___ Teks Sumber ___

Demi Allah, aku tidak mengucapkan kepadanya suatu kata pun yang mengandung ajakan. Seusai makan siang ia pun pulang dan aku berkata lagi kepada diriku: ‘Ini keberhasilan langkah kedua.’
Pada kali yang ketiganya aku berkata kepadanya: ‘Aku ada keperluan di kampung sebelah dan aku ingin Anda menemaniku.’ Dia setuju dan ikut naik di kendaraanku.
Setelah dia menyatakan kesediaannya untuk menemaniku, aku beribtihal memuji Allah dengan airmata yang berlinangseraya berdoa kepada Allah semoga Allah menganugerahkan ketulusan pada diriku dan menjadikan lisanku lancar untuk mengemukakan kebenaran.
Selama dalam perjalanan lisanku mulai berbicara dan datanglah ilham dari Allah kepadaku. Aku sendiri merasakan heran bagaimana aku dapat mengeluarkan kata-kata yang begitu menyentuh hatinya. Kulihat lelaki itu mengucurkan air matanya mendengar kata-kataku. TernyataAllah menghidupkan fitrahnya dan menjadikannya bergerak sensitif dengan penuh semangat dalam kalbunya. Kalimah Laa Ilaha illallah pun hidup dalam jiwanya.
Aku katakan kepadanya: ‘Sebenarnya aku ingin menghindarkanmu dari neraka dan aku ingin menuntunmu ke jalan menuju ke surga.’ Pengertian ini aku ungkapkan kepadanya dalam pembicaraan yang panjang.
Selanjutnya, dia berkata: ‘Ulurkan tanganmu!’ Aku pun mengulurkan tanganku menjabat tangannya. Ia berkata: ‘Aku bersaksi kepada Allah dan aku memohon kepadamu dengan nama Allah yang tidak ada tuhan, selain Dia, sudilah sebelum fajar engkau datang mengunjungiku untuk membawaku ikut serta ke masjid.’
Sesudah itu aku pulang. Singkatnya, setelah selang beberapa hari dia shalat di masjid bersamaku dan mulai mau mendatangi kedua orang tuanya yang keduanya sudah lanjut usia. Sebelum itu dia menjauh dari keduanya selama beberapa tahun dan tidak mengunjunginya.
Dia masuk menemui mereka, sedang tanda-tanda kebaikan tergambar melalui roman mukanya yang sekarang terlihat seakan-akan bercahaya. Mereka pun bertanya dengan nada heran: ‘Benarkah ini kamu?’ Ia menjawab: ‘Benar, ini saya!’ Selanjutnya, ia mencium tangan dan kepala kedua orang tuanya, maka dengan spontan mereka menangis gembira sehingga rumahnya dipenuhi oleh nuansa kegembiraan. Mendadak kegembiraan merasup dalam diriku, sehingga saking gembiranya aku tidak dapat menahan air mataku.”

___

• **Ketentuan Tugas**
A - Jawablah pertanyaan berikut tentang kisah di atas.
(i) Di mana pencerita mengaku punya keperluan ketika meminta lelaki itu menemaninya pada kali yang ketiga?
(ii) Kapan lelaki itu meminta pencerita datang mengunjunginya untuk membawanya ke masjid?
(iii) Apa yang dilakukan lelaki itu kepada kedua orang tuanya setelah menjawab "Benar, ini saya!"?
B - Tulis ulang bagian catatan mulai dari baris yang memuat "Point out every instance of the hawk" sampai akhir catatan, dengan mengganti "Target" menjadi "Objek". Biarkan bagian lainnya tetap sama.
Teks di atas dan catatan di bawahnya tidak saling berhubungan.

___ Cuplikan Data ___

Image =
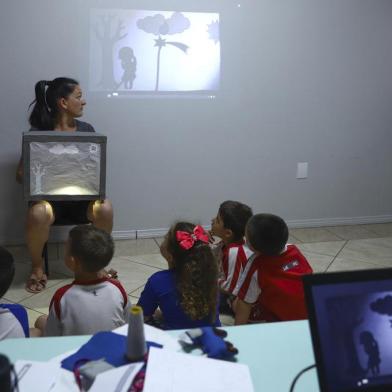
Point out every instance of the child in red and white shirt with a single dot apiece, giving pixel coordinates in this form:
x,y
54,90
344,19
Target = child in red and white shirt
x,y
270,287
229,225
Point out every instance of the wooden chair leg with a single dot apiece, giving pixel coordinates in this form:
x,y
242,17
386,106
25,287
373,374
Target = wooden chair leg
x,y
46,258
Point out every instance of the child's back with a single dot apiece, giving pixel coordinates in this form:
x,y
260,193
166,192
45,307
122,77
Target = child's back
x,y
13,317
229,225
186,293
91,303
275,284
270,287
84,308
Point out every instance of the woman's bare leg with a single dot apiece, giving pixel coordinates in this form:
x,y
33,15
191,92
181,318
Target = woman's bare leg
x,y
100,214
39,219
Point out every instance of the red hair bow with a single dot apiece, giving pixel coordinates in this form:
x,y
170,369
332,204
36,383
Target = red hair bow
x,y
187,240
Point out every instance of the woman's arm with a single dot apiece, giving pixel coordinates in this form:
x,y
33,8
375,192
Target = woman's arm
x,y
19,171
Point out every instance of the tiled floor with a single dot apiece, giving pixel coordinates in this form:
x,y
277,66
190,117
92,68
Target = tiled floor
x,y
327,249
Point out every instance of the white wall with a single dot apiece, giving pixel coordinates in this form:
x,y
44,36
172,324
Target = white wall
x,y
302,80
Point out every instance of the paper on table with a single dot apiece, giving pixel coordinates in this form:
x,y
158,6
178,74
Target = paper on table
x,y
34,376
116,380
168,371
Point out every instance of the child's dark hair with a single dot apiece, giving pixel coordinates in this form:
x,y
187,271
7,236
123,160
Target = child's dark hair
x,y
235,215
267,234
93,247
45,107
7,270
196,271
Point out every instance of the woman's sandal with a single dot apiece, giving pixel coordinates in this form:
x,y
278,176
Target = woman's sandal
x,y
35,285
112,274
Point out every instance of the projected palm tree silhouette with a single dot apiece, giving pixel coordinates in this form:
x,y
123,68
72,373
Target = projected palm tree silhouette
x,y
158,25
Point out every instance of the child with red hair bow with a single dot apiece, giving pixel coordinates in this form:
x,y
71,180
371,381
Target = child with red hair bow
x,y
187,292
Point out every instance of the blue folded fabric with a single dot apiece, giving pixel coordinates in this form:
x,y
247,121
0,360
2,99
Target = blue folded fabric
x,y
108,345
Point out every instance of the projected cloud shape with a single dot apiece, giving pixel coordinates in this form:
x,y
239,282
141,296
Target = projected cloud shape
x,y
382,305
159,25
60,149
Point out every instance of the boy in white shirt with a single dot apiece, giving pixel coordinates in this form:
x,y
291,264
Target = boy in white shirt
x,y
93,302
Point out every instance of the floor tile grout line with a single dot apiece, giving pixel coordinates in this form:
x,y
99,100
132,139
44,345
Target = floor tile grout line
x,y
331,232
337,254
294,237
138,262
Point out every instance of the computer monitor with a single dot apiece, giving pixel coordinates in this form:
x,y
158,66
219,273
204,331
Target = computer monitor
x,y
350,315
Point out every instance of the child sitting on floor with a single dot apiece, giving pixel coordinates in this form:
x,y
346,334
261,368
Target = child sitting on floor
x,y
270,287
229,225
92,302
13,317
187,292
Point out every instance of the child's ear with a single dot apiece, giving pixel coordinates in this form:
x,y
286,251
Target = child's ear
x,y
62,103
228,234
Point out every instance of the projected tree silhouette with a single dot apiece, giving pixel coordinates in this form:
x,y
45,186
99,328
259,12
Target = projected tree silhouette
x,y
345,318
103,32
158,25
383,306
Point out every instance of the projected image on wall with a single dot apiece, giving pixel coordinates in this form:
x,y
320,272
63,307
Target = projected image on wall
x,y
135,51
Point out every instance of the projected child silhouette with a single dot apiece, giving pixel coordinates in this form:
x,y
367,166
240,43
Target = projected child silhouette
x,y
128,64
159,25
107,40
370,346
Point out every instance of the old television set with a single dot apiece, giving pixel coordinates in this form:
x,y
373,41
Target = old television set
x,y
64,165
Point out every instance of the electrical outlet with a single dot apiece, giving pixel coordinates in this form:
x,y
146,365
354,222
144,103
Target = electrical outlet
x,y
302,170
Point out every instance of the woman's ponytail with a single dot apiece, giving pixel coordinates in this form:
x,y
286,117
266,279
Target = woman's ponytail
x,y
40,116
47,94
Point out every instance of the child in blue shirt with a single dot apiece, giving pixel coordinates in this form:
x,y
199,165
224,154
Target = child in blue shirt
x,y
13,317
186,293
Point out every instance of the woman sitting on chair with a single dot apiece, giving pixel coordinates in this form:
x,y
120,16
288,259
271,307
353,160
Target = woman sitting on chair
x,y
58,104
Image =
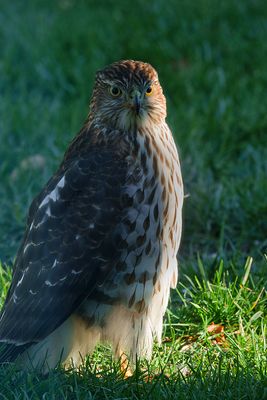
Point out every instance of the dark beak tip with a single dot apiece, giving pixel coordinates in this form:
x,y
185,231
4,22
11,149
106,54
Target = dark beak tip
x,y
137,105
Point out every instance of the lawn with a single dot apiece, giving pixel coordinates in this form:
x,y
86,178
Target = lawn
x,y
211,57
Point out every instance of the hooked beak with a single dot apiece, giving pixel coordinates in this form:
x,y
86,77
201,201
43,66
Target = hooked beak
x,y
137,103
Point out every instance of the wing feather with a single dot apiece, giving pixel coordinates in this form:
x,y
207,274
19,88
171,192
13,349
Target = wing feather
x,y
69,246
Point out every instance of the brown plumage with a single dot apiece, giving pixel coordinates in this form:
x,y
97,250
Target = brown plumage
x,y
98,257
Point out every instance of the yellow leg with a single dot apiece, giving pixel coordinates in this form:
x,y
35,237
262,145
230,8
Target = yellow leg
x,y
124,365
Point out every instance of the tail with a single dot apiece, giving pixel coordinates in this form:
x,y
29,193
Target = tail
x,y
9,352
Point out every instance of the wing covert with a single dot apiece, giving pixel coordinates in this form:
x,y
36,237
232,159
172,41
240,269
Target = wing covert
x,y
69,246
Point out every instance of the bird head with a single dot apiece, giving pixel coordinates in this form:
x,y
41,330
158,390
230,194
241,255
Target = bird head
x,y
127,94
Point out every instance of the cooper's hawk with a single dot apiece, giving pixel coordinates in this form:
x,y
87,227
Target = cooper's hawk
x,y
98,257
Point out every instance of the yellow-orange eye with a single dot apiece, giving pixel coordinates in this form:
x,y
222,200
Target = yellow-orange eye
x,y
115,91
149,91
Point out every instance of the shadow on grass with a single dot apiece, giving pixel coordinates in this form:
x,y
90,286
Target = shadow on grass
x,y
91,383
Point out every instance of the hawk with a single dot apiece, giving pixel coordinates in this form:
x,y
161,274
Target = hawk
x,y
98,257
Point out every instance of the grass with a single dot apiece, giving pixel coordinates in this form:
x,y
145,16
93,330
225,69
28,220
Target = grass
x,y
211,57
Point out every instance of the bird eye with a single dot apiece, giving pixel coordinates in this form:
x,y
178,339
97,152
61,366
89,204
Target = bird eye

___

• **Jawaban Tiap Tugas**
A -
(i) Di kampung sebelah.
(ii) Sebelum fajar.
(iii) Ia mencium tangan dan kepala kedua orang tuanya.

B -
Point out every instance of the hawk with a single dot apiece, giving pixel coordinates in this form:
x,y
161,274
Objek = hawk
x,y
98,257
Point out every instance of the grass with a single dot apiece, giving pixel coordinates in this form:
x,y
145,16
93,330
225,69
28,220
Objek = grass
x,y
211,57
Point out every instance of the bird eye with a single dot apiece, giving pixel coordinates in this form:
x,y
178,339
97,152
61,366
89,204
Objek = bird eye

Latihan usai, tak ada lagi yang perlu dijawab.